> **Selected passage**
# 4h Lamb ready for the fair pic :)



## justspry (Feb 5, 2014)

SO this lamb has been a pain it had sore mouth and gave it to my goats gee thanks  Goats are doing better now lamb has been healed for month . It weighs around 140 says the weight tape  She didn't listen to my son at all but since we sheared her yesterday she has listened to him fully . SHe used to drag him and run him over but not so far lets hope this keeps up ! She looks great and my son is super excited for this week , me however taking a 2 yr to the fair all day not so fun  Lucky for me I have the kids one moms and pull the boys when we need milk and let them out when we don't that's a relief . But I think it will be fun and rewarding for the family ! This is our first fair with a lamb so wish us luck !


----------



## canyontrailgoats (Jan 4, 2014)

Good luck! That's a good looking, LONG lamb and the judges like that! ( My brother showed sheep, so I learned that long=purple ribbon lol)


----------



## kccjer (Jan 27, 2012)

Turned out pretty darned nice!


----------



## ksalvagno (Oct 6, 2009)

Very nice!


----------



## justspry (Feb 5, 2014)

Thanks I will tell my son you guys said that he has worked so hard and its about to pay for him  He said I don't need a ribbon if I get one cool but I just want to sell her lol shes been a pain !


----------

> **Directions for this task**
Answer these from the 4-H lamb thread.
(a) About how much does the lamb weigh according to the weight tape?
(b) What did canyontrailgoats learn from a brother who showed sheep?
(c) What does the son say he wants, rather than a ribbon?

> **Data provided**
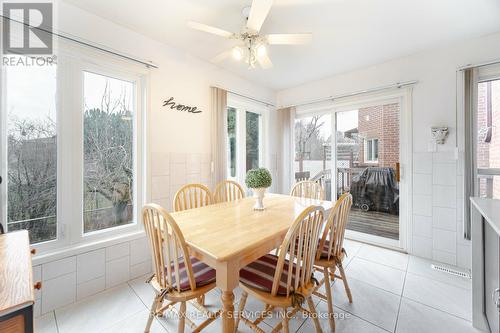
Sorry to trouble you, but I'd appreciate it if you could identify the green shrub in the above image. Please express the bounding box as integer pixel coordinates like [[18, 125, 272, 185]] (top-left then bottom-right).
[[245, 168, 273, 188]]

> **Exercise response**
(a) Around 140.
(b) That long means a purple ribbon.
(c) To sell the lamb.